WORK TASK: In the passage below on Norris and point karate, what style of karate do all informed commentators agree Norris was competing in?

EXCERPTED PASSAGE:
▼

Others have had difficulty in verifying his story on this point. But what all informed commentators agree on is the fact that Norris was competing in point karate, rather than in full-contact Karate. In other words, Norris was a champion in a style of Karate in which you could be penalized for hitting someone with full force. To my way of thinking, this is no different to being declared a champion of doing Kata; while it may be a rewarding pursuit for other reasons, say… fitness and health reasons, it tells you nothing about whether the champion in question can actually fight.

Judging by footage of Norris’ Karate fights, they appear to be ludicrously unrealistic by most standards.

A person who competes in point karate might be able to fight, or he/she might not… you- and they- will never know until they actually fight for real. I hate to skim close to perpetrating a fallacious appeal to authority, but it’s worth examining why fighters like Joe Lewis agree with me on this point:

“They called point tournaments fighting but how can you fight without contact? I’ve worked on my midsection all my life so I could take a punch or kick. Then I go to a tournament and my opponent might be 150 pounds but if he hits me in the midsection he gets a point for a killing blow. That’s nonsense.”

▲

Entries from a collection
▼

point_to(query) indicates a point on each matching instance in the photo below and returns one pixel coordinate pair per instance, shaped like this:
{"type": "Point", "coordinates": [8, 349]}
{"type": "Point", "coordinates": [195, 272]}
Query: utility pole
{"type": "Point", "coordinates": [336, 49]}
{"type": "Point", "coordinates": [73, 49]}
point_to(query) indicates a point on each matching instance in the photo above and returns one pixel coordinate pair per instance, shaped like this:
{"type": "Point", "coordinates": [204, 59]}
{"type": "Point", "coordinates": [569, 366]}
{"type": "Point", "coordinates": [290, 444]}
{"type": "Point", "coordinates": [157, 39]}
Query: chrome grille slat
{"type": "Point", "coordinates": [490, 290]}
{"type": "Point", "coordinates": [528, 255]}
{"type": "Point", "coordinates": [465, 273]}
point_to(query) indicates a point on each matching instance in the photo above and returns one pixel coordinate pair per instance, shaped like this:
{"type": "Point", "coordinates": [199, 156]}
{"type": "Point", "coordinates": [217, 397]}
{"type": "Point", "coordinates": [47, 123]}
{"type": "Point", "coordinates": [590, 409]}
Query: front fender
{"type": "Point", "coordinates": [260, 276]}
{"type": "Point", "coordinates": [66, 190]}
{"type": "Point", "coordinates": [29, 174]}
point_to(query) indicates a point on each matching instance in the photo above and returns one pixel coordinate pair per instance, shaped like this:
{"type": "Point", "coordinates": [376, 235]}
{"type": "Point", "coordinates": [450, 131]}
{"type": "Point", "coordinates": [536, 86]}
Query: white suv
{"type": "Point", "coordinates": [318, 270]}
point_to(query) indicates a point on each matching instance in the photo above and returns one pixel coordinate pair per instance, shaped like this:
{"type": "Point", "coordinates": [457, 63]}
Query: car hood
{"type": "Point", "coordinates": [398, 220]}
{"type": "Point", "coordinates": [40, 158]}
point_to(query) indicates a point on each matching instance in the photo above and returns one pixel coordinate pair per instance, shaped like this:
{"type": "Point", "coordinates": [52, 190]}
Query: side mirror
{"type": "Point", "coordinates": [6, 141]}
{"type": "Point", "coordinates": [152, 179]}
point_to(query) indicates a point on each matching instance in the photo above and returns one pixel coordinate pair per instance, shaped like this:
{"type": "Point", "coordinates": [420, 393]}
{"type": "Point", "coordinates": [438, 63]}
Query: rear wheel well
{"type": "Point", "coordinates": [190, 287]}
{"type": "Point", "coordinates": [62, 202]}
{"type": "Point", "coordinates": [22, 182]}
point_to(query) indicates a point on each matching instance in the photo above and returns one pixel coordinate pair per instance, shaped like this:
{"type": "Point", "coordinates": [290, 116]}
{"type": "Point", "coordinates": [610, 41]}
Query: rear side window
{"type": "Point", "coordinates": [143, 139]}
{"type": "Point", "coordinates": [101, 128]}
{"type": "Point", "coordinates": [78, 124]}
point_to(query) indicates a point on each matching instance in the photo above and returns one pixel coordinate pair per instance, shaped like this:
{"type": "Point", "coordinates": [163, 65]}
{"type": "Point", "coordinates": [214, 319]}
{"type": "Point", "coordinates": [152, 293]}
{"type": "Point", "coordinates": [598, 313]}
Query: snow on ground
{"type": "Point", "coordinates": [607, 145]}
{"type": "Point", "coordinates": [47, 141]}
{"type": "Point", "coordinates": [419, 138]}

▲

OUTPUT BELOW: Point karate, rather than full-contact karate.